▶ [SOAL] Kutip secara persis bagian teks tentang konstitusi Indonesia di antara "Ketua Mahkamah Konstitusi, Hamdan" dan "Islam secara luas.", termasuk kedua batas tersebut.

▶ [KUTIPAN DOKUMEN]
+++++
Ketua MK: Konstitusi Indonesia Sangat Islami

Ketua Mahkamah Konstitusi, Hamdan Zoelva (tempo/santrinews.com)

Jakarta – Ketua Mahkamah Konstitusi Hamdan Zoelva mengatakan, sejarah konstitusi Indonesia tak pernah lepas dari nilai-nilai Islam. Dari lima konstitusi yang pernah digunakan bangsa ini, semuanya mengakomodir dan terbuka untuk implementasi Islam secara luas.

Nilai-nilai Islam menempati posisi sendiri dalam konstitusi Indonesia. Sehingga dalam kehidupan berbangsa moderen di masa kini, Islam dan negara menjadi dua hal yang berhimpitan.
+++++
▶ [DATA TERCATAT]
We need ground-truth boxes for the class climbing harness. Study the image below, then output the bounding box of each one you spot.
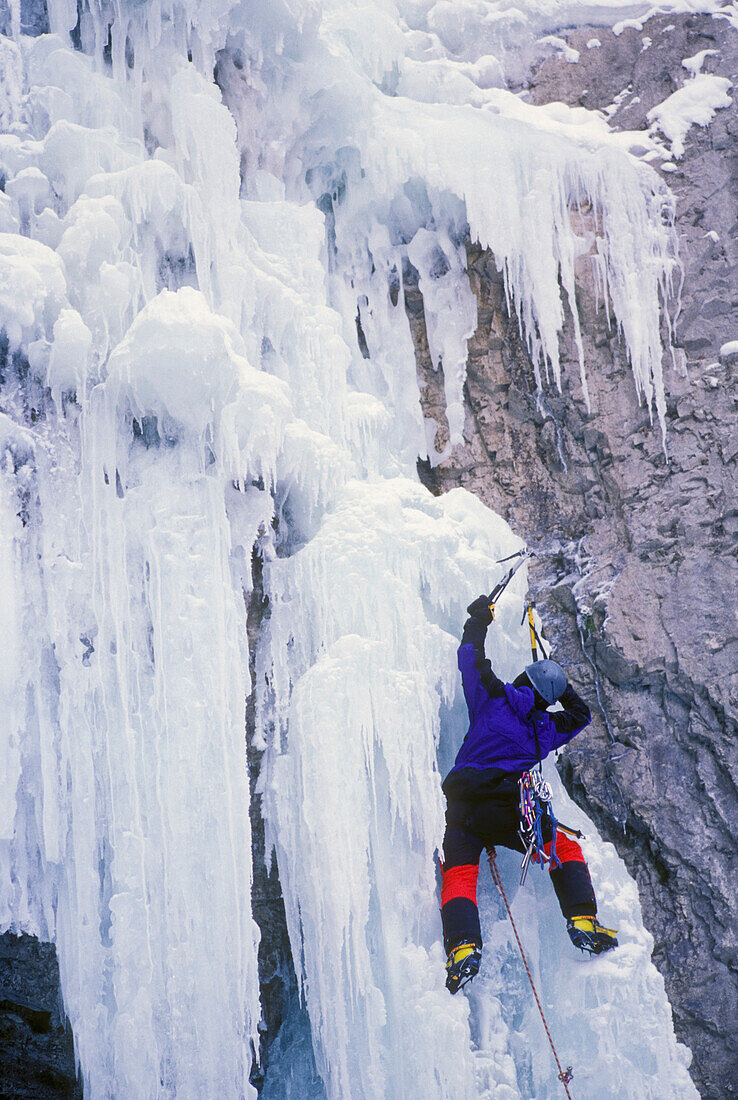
[487,848,574,1100]
[518,771,561,886]
[487,547,533,620]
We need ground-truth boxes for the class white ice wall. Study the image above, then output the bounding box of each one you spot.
[0,0,694,1100]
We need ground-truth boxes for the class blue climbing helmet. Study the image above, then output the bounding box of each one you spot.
[526,660,566,706]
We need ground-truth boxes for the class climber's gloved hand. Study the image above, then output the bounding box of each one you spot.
[466,596,493,626]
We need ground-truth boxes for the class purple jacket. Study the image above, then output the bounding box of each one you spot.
[451,616,592,774]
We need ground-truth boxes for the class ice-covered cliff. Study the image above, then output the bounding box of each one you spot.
[0,0,717,1100]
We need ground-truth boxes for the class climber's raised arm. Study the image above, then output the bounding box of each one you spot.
[459,595,505,719]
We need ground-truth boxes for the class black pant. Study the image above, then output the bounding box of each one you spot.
[441,772,597,952]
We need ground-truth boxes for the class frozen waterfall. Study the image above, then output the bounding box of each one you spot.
[0,0,696,1100]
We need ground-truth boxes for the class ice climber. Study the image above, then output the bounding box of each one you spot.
[441,596,617,993]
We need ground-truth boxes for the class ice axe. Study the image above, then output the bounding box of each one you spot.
[487,547,533,619]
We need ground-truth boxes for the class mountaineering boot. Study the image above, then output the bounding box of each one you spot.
[566,916,618,955]
[445,944,482,993]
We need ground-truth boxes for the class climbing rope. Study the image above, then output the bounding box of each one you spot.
[520,600,546,661]
[487,848,574,1100]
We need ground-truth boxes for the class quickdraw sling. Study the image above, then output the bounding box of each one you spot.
[518,771,561,886]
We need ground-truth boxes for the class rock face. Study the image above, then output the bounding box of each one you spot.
[0,932,82,1100]
[408,10,738,1098]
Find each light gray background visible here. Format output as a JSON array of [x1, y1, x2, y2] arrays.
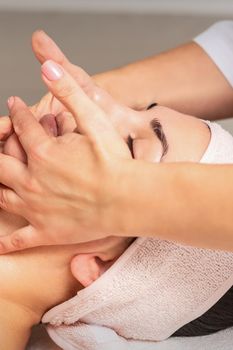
+++++
▶ [PENYELESAIAN SOAL]
Ketua Mahkamah Konstitusi, Hamdan Zoelva (tempo/santrinews.com)

Jakarta – Ketua Mahkamah Konstitusi Hamdan Zoelva mengatakan, sejarah konstitusi Indonesia tak pernah lepas dari nilai-nilai Islam. Dari lima konstitusi yang pernah digunakan bangsa ini, semuanya mengakomodir dan terbuka untuk implementasi Islam secara luas.